O trabalho é feito em parceria com a Divisão de Ciências Fisiológicas e Químicas, que extrai a jararagina do veneno das serpentes do Instituto Butantan. "O veneno das serpentes é uma sopa de vários tipos de substâncias que produz um efeito anestésico e degrada os tecidos. A jararagina é uma proteína que faz parte dessa sopa", explicou Itamar.

O veneno dos animais, em especial as cobras e os anfíbios, serve como proteção ou arma natural, instalada durante a evolução. "Cada um tem seu mecanismo. No caso das cobras o veneno é importante, já que elas não têm braços para agarrar as presas. As substâncias presentes ali anestesiam e paralisam a presa. Procuramos aproveitar a riqueza desse composto de substâncias", disse.

Um metal posicionado em determinado local de sua estrutura dá à jararagina a capacidade de degradar outras proteínas. "O que possibilita o uso contra o câncer é que essa proteína tem a capacidade de reconhecer uma parte da membrana da célula tumoral, ligando-se a ela e impedindo sua evasão, bloqueando a metástase. A literatura científica mostrava que o nível de metástase diminuía com o uso do veneno. Nós começamos a usar apenas essa componente do veneno para aumentar a eficiência dessa propriedade", disse.

Biomarcadores e clonagem

Além de estudar as culturas de células tumorais do melanoma, o grupo realiza uma série de pesquisas sobre a estrutura do DNA e a expressão gênica desses tumores. "Outra linha que estamos começando envolve a clonagem e o seqüenciamento do gene que codifica a jararagina, com a finalidade de obter uma ferramenta que, no futuro, seja útil para combater o melanoma", explicou Itamar.

No laboratório, os estudos sobre o câncer tiveram início em 1996, segundo a pesquisadora, sempre com o apoio da FAPESP. Na linha que trata da regulação gênica e da estrutura do DNA, os estudos são feitos em colaboração com o Departamento de Dermatologia da Faculdade de Medicina da Universidade de São Paulo (USP).

"Eles nos forneceram os tumores dos pacientes, que usamos para analisar o DNA, comparando-o com o próprio tecido saudável ou com o sangue do paciente. Com isso, temos estudado o RNA-repetitivo para tentar desenvolver biomarcadores que nos permitam mostrar se as intervenções cirúrgicas foram suficientes. Além da utilidade imediata para os médicos, esse tipo de estudo nos dá novas informações sobre como se desencadeiam e progridem os processos tumorais", afirmou.

▸ **O QUE SE PEDE**
A - Repita o trecho do texto sobre a jararagina que começa em "No laboratório, os" e termina em "São Paulo (USP).", sem nenhuma alteração.
B - Responda com base no texto sobre a jararagina:
(i) Com qual divisão o trabalho é feito em parceria?
(ii) Em que ano começaram os estudos sobre o câncer no laboratório?
(iii) Com qual departamento colaboram os estudos da linha de regulação gênica e estrutura do DNA?

▸ **SEÇÃO DE DADOS**
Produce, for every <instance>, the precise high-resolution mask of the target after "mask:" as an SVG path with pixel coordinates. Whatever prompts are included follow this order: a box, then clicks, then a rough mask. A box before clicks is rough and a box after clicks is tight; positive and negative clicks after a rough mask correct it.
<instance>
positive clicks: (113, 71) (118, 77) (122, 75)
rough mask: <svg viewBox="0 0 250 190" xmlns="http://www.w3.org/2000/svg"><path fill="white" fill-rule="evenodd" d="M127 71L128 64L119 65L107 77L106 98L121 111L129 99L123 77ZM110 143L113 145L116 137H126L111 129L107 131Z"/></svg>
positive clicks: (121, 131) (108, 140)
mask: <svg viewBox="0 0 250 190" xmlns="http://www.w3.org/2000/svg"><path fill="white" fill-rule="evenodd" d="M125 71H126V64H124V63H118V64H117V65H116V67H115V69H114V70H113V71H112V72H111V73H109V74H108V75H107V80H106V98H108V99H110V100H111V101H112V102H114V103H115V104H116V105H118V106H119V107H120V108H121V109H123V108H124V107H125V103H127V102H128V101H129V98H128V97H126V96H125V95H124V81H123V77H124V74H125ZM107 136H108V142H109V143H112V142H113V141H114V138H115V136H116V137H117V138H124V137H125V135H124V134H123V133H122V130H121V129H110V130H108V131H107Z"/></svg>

▸ **LISTA DE RESPOSTAS**
A -
No laboratório, os estudos sobre o câncer tiveram início em 1996, segundo a pesquisadora, sempre com o apoio da FAPESP. Na linha que trata da regulação gênica e da estrutura do DNA, os estudos são feitos em colaboração com o Departamento de Dermatologia da Faculdade de Medicina da Universidade de São Paulo (USP).

B -
(i) Com a Divisão de Ciências Fisiológicas e Químicas.
(ii) Em 1996.
(iii) Com o Departamento de Dermatologia da Faculdade de Medicina da Universidade de São Paulo (USP).